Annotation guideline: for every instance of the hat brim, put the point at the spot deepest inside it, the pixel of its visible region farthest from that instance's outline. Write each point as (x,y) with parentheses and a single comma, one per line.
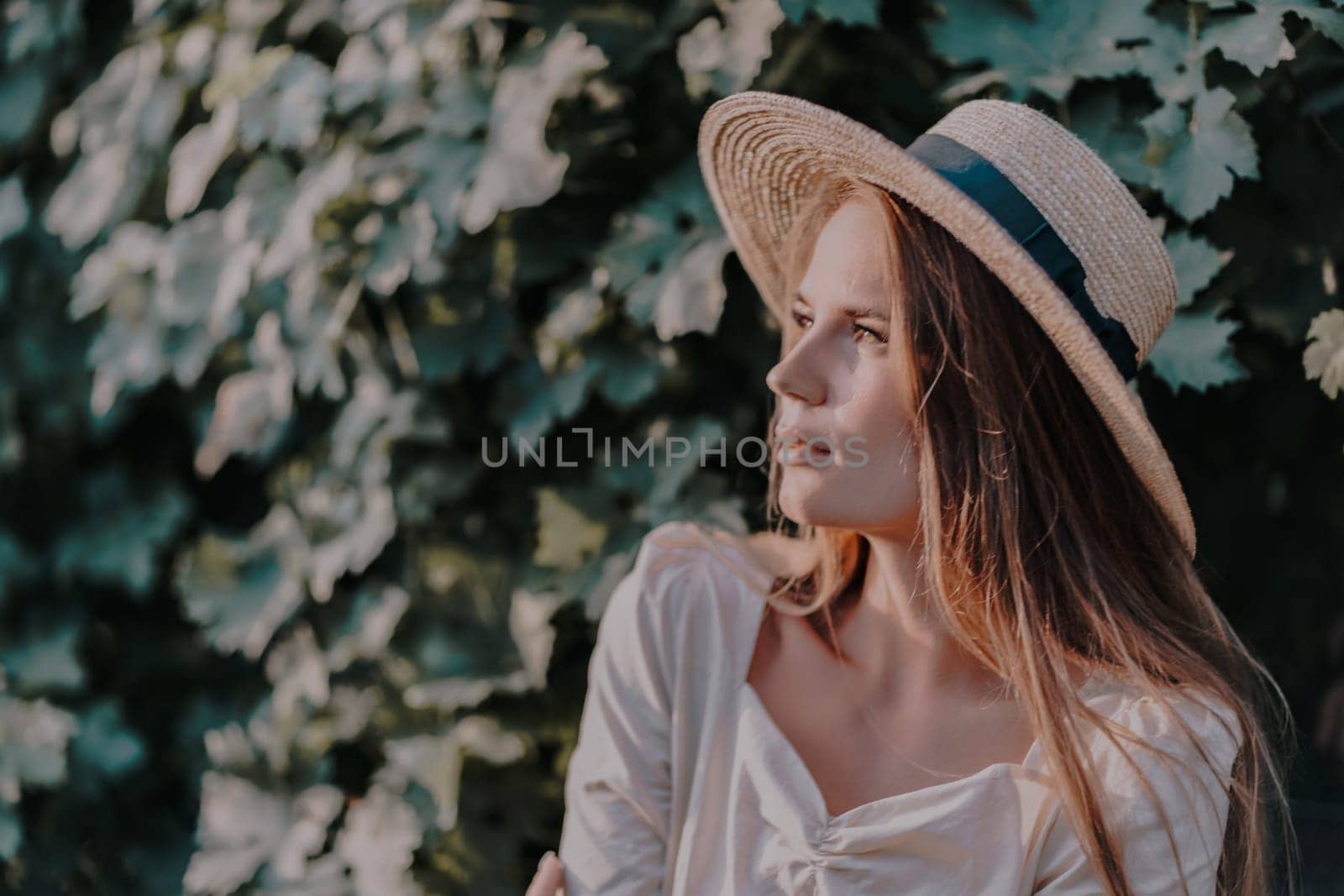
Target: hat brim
(761,150)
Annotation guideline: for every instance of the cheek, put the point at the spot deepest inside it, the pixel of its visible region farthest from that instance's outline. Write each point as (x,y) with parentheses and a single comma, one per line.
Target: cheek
(879,414)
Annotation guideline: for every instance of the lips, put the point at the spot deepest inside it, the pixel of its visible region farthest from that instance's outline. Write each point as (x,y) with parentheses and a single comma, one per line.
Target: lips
(797,450)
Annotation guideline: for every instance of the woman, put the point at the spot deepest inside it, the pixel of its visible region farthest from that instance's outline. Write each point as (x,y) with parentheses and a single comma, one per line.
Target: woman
(985,664)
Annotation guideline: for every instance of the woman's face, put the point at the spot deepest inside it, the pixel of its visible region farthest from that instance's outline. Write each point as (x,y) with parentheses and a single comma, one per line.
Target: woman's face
(843,387)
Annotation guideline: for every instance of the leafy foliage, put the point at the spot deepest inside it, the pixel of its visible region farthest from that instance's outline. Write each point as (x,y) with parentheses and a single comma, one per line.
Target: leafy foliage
(273,271)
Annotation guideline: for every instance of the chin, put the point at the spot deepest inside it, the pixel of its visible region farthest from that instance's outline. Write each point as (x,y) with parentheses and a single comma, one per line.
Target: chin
(815,504)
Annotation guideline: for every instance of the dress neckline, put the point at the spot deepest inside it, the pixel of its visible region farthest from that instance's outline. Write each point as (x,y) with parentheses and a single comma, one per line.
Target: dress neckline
(1030,766)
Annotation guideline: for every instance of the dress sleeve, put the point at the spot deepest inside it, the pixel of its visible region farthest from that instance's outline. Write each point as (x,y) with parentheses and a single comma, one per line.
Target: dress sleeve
(617,788)
(1193,793)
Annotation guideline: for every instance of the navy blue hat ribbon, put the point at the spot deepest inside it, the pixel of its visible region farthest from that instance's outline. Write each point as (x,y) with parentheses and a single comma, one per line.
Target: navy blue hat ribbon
(974,175)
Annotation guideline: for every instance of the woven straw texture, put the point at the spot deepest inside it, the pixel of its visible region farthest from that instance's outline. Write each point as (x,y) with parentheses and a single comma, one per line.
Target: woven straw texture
(763,152)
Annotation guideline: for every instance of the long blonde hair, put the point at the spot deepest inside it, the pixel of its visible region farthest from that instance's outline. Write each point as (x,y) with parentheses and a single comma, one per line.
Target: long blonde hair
(1038,539)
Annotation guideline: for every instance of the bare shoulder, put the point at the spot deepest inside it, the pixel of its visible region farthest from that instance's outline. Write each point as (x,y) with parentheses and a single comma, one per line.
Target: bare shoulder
(685,547)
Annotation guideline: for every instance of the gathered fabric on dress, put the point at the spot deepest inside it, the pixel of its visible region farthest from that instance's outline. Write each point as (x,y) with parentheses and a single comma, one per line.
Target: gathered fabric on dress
(683,785)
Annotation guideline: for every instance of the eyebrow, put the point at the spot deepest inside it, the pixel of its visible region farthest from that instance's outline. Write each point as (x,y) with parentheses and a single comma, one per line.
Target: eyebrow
(864,311)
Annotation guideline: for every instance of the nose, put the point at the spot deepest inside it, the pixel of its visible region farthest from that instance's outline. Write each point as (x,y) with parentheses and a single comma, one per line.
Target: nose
(796,375)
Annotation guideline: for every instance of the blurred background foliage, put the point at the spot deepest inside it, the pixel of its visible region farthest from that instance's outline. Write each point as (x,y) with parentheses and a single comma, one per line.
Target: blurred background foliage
(270,271)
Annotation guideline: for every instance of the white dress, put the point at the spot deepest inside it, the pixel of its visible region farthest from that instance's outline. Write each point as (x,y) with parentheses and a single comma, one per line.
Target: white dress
(680,782)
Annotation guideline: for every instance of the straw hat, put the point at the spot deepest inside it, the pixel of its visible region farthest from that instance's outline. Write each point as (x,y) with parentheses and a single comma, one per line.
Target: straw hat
(1027,196)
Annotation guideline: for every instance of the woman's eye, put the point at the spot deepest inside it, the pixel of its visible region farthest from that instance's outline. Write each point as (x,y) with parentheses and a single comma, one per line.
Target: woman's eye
(877,338)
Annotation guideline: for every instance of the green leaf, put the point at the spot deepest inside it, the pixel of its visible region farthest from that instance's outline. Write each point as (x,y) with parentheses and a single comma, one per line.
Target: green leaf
(1061,45)
(1196,155)
(517,170)
(1324,355)
(665,257)
(1196,262)
(46,660)
(564,535)
(1257,39)
(1195,351)
(851,13)
(107,743)
(726,56)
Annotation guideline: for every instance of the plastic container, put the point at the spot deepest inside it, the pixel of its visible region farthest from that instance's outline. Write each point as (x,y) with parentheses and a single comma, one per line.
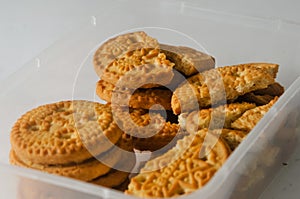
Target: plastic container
(64,71)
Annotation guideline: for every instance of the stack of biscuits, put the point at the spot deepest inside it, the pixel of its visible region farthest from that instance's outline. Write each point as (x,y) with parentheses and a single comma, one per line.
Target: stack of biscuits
(217,108)
(76,139)
(170,99)
(138,76)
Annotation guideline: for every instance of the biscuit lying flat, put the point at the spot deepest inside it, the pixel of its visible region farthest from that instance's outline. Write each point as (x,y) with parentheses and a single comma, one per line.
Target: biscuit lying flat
(233,137)
(219,117)
(150,131)
(118,46)
(143,67)
(251,117)
(183,169)
(188,60)
(218,85)
(263,96)
(64,132)
(140,98)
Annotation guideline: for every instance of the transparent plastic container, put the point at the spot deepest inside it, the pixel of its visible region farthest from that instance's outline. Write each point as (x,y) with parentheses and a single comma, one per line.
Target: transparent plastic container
(64,71)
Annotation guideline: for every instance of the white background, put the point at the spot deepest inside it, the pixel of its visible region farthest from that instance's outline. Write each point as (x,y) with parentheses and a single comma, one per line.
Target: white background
(28,27)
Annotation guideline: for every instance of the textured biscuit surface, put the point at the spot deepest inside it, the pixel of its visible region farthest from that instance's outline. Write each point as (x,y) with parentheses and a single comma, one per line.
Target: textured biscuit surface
(85,171)
(188,60)
(140,98)
(143,67)
(218,85)
(116,177)
(219,117)
(251,117)
(150,130)
(64,132)
(118,46)
(183,169)
(263,96)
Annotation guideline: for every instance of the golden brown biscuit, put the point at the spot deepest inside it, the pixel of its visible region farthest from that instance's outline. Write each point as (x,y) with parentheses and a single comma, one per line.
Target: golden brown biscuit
(145,67)
(64,132)
(251,117)
(120,172)
(218,85)
(150,130)
(118,46)
(85,171)
(219,117)
(140,98)
(88,169)
(188,60)
(183,169)
(270,68)
(233,137)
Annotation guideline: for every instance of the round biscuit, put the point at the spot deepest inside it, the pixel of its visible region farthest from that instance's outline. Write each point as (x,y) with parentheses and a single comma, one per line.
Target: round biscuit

• Görev
Verideki her "Target" ifadesini "Object" ile değiştirip veriyi güncelle, gerisini olduğu gibi bırak. Resimleri cevaba koyma.

• Cevap
Annotation guideline: for every instance of the hat brim, put the point at the spot deepest inside it, the pixel of its visible region farthest from that instance's outline. Write each point as (x,y) with parentheses and a single comma, one per line.
Object: hat brim
(761,150)
Annotation guideline: for every instance of the cheek, put the point at the spot deepest inside it, the pixel of its visible region farthest from that instance's outline. Write each point as (x,y) with parentheses and a single comma, one per line.
Object: cheek
(879,414)
Annotation guideline: for every instance of the lips, put the point at the spot deepest inside it, the pixel of its visible region farthest from that instance's outline. Write each point as (x,y) with parentheses and a single comma, one per line.
Object: lips
(797,450)
Annotation guideline: for every instance of the woman, put the point at the spot deepest inside it, the pixel of its visible region farthest from that instance's outline. Write each point as (x,y) with parentheses and a single comma, one per line.
Object: woman
(985,664)
Annotation guideline: for every instance of the woman's face, put the point at the spot deepest inside it, the pixel of its visible region farthest from that instance's outline. Write each point as (x,y) with parentheses and a single comma, one per line.
Object: woman's face
(843,387)
Annotation guideline: for every instance of the leafy foliage, put the point at the spot deepest inside it, the pixel of its visible region farthest from that instance's outline. Write each point as (x,y) with parentheses and a single comma, one per line.
Object: leafy foliage
(273,271)
Annotation guideline: for every instance of the chin, put the point at the spot deepest inside it, the pixel of its visible region farthest from that instance's outline. Write each point as (x,y) with parentheses and a single comma, one per line.
Object: chin
(815,504)
Annotation guideline: for every instance of the dress neckline, put the point at the spot deepest inside it, the pixel of its visible region farthest from that instance's outline. Write each point as (x,y) with parentheses and a single comma, one per line.
Object: dress neckline
(1030,766)
Annotation guideline: for every instance of the dress sleeve, put the point at the spot deepest inside it, the pixel of its visible region farthest from that instance's outline. Write each point as (x,y) with parentheses and a single comma, one per line.
Object: dress sleeve
(617,788)
(1193,793)
Annotation guideline: for every instance of the navy blue hat ribbon, put the point at the spot deepest inside it, the pixel of its visible region farthest from that instance's outline. Write each point as (x,y) with parentheses and a single comma, one per line.
Object: navy blue hat ribbon
(974,175)
Annotation guideline: for every instance of the woven straw texture, put the point at the spot deepest inside it, the pixel of its visible region farthest from that instance's outline. Write each point as (x,y) with parentheses and a single comma, one per line.
Object: woven straw texture
(763,152)
Annotation guideline: for every instance of the long blonde hair, put the point at the spot deepest inside it, the pixel of its visible region farthest from that instance's outline. Write each point as (x,y) with parentheses and a single comma, one per line.
Object: long blonde hair
(1038,539)
Annotation guideline: for every instance of the bare shoulder, put the point at the spot deepest inside it, the pixel of its visible region farthest from that instance's outline. Write each point as (x,y) with parentheses and a single comma, one per line.
Object: bare shoulder
(685,547)
Annotation guideline: for every instance of the gathered fabric on dress, put the point at the spot deepest inside it, the pixel of its visible region farthest from that instance's outline. Write each point as (x,y) with parentheses and a single comma, one per line.
Object: gathered fabric on dress
(683,785)
Annotation guideline: for every instance of the eyebrow, put the point at the spot deepest inside it, the pixel of its visible region farthest from that instance's outline. Write each point as (x,y) with parentheses and a single comma, one per line.
Object: eyebrow
(864,311)
Annotation guideline: for every instance of the nose, put the point at the spot deepest inside it, the pixel of its visible region farthest from that instance's outline. Write each point as (x,y) with parentheses and a single comma, one per line.
Object: nose
(796,375)
Annotation guideline: for every instance of the blurred background foliage, put the point at the spot deepest inside it, the pixel of its visible region farthest from that instance's outline. Write each point as (x,y) with parentheses and a single comma, one per line.
Object: blurred background foliage
(270,271)
Annotation guideline: for every instance of the white dress, put the point at the spot deepest inside it, the pixel of its visible region farthest from that instance's outline. Write each point as (x,y) with parentheses and a single comma, one per line.
Object: white dress
(680,782)
Annotation guideline: for every instance of the straw hat, put the point at the spot deepest inside it, the pixel of its visible region farthest from that instance's outline. Write each point as (x,y) with parentheses and a single comma, one per line.
Object: straw hat
(1027,196)
Annotation guideline: for every instance of the woman's eye, put the point at the spot deepest inside it, the pixel of its visible region farthest from that instance's outline. Write each point as (x,y) with parentheses and a single comma, one per line.
Object: woman's eye
(877,338)
Annotation guideline: for every instance of the green leaf, put the point at the spot deepest inside it, the pixel of its visible region farthest from that instance's outline. Write each point as (x,y) with parentheses and a single comma, one per line.
Object: green leaf
(1061,45)
(1196,155)
(517,170)
(1324,355)
(665,257)
(1196,262)
(46,660)
(564,535)
(1257,39)
(1195,351)
(851,13)
(107,743)
(726,56)
Annotation guideline: for every instance of the plastic container, put the point at the spot deepest inside it, the pixel of its visible region farthest from that instance's outline. Write each point as (x,y) with parentheses and a single comma, one per line.
Object: plastic container
(64,71)
Annotation guideline: for every instance of the stack of biscuits, put the point at the spot deepest inside it, the pixel of its visible region farthest from that instance's outline. Write each point as (x,y) with parentheses and a single comma, one per line.
Object: stack of biscuits
(217,108)
(76,139)
(170,99)
(138,76)
Annotation guideline: for every instance of the biscuit lying flat, put the point at the spot deepest inside it, the pixel of its visible region farthest from that instance's outline. Write each point as (x,y) with parentheses and a single comma, one per line.
Object: biscuit lying flat
(233,137)
(219,117)
(150,131)
(118,46)
(143,67)
(251,117)
(183,169)
(188,60)
(218,85)
(263,96)
(64,132)
(140,98)
Annotation guideline: for every instance of the transparent plastic container, put the point at the spot deepest inside it, the pixel of its visible region farthest from that instance's outline. Write each point as (x,y) with parentheses and a single comma, one per line.
Object: transparent plastic container
(64,71)
Annotation guideline: for every instance of the white background, put the point at the spot deepest inside it, the pixel of its visible region farthest from that instance's outline. Write each point as (x,y) with parentheses and a single comma, one per line.
Object: white background
(28,27)
Annotation guideline: for every instance of the textured biscuit surface, put the point at the spot deepest inside it, the pixel of its visible region farthest from that instance's outline. Write each point as (x,y) with parentheses and a single comma, one per line.
Object: textured biscuit surface
(85,171)
(188,60)
(140,98)
(143,67)
(218,85)
(116,177)
(219,117)
(251,117)
(150,130)
(64,132)
(118,46)
(183,169)
(263,96)
Annotation guideline: for every instance of the golden brown biscuit, put the point at the spot deepest inside it, the pixel of its visible region farthest from that instance's outline. Write each point as (x,y) with parentheses and a single comma, one per line.
Object: golden brown biscuit
(145,67)
(64,132)
(251,117)
(120,172)
(218,85)
(150,130)
(118,46)
(85,171)
(219,117)
(140,98)
(88,169)
(188,60)
(183,169)
(270,68)
(233,137)
Annotation guideline: for every instance of the round biscuit, put the point at the spot deepest inside it, the pixel of its visible region farthest from that instance's outline. Write each point as (x,y) with parentheses and a single comma, one per line.
Object: round biscuit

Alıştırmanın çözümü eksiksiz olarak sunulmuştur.